_What you will do_. Within the records, say how many lines include the word "spire"; the answer should be the number and no more.

Dataset entries:
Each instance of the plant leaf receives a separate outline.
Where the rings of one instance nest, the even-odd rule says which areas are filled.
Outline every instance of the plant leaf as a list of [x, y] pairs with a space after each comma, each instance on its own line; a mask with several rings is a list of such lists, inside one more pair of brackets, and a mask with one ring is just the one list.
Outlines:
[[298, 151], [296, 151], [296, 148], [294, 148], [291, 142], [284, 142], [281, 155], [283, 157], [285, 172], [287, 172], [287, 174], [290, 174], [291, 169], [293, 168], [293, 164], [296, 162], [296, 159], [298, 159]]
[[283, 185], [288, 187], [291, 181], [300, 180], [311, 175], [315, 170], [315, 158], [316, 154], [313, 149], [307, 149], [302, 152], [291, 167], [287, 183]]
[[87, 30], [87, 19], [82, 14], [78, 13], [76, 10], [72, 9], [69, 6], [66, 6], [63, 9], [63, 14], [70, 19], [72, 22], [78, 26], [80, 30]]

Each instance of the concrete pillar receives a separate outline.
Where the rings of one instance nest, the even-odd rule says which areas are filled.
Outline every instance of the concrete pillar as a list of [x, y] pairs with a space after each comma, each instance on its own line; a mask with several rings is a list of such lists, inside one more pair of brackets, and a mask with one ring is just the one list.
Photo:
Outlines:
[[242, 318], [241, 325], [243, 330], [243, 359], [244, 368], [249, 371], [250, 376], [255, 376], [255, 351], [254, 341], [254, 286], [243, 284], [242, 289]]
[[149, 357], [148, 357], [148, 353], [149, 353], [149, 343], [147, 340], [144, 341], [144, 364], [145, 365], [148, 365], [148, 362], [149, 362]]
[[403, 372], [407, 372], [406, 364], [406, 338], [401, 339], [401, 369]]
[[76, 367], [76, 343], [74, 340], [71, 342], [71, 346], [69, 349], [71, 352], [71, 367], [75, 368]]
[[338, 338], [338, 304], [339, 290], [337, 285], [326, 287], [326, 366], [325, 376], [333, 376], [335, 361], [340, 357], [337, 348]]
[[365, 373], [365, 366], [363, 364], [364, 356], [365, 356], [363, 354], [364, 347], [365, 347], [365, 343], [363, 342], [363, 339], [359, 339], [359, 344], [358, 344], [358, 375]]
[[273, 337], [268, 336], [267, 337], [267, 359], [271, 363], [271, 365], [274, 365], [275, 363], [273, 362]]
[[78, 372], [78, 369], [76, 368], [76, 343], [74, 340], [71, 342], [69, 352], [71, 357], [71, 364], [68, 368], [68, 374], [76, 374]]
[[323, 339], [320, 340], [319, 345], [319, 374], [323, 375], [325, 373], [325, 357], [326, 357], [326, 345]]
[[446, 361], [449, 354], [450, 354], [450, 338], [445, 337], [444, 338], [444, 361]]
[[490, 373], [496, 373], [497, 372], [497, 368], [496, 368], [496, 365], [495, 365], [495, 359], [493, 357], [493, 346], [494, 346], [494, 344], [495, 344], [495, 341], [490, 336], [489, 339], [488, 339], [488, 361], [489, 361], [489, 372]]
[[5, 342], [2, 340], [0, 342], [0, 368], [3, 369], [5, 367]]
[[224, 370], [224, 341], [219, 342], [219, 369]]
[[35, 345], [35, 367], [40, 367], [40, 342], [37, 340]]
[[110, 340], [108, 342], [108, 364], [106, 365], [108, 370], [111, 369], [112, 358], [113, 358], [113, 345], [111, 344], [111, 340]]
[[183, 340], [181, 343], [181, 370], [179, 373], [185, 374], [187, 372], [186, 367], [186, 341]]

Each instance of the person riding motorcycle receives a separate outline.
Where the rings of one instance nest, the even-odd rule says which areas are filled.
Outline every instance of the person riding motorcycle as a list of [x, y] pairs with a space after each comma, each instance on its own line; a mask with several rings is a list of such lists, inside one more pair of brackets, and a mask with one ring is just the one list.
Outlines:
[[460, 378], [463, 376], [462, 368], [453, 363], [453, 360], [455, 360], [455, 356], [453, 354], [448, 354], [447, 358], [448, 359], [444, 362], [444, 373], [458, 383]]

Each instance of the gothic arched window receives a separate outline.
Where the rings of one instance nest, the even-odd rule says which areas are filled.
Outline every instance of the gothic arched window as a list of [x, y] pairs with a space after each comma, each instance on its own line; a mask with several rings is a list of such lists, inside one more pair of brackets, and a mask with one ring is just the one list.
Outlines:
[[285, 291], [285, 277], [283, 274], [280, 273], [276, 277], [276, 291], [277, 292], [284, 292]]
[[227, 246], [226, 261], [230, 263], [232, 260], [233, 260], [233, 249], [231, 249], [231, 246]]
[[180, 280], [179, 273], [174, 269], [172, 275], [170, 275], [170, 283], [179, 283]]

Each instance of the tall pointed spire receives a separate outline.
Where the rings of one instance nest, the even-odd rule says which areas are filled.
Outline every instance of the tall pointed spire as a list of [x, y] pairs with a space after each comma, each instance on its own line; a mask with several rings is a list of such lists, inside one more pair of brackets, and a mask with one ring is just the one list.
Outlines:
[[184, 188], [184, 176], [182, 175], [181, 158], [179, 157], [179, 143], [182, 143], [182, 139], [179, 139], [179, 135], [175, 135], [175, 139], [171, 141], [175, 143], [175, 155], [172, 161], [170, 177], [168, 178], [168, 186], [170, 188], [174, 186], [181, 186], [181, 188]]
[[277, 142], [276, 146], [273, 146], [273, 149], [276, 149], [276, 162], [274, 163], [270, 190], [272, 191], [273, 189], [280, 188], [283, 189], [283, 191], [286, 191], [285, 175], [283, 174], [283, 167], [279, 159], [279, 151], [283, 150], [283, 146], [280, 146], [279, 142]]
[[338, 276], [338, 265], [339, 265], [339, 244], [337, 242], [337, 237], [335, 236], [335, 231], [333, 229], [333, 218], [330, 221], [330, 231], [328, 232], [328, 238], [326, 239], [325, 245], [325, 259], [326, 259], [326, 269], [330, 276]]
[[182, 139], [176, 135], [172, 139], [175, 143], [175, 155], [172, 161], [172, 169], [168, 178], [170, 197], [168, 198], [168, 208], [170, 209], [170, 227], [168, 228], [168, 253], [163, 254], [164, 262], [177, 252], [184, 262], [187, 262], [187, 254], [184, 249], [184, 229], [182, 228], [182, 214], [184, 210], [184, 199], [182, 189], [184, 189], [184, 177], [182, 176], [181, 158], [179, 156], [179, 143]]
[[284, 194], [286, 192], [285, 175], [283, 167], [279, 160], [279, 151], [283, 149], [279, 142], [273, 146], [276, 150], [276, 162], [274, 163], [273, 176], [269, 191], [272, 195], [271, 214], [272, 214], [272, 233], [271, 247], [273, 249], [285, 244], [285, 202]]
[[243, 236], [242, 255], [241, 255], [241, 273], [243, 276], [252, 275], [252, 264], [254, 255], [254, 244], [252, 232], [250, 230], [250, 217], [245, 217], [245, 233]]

_Written reply_. 2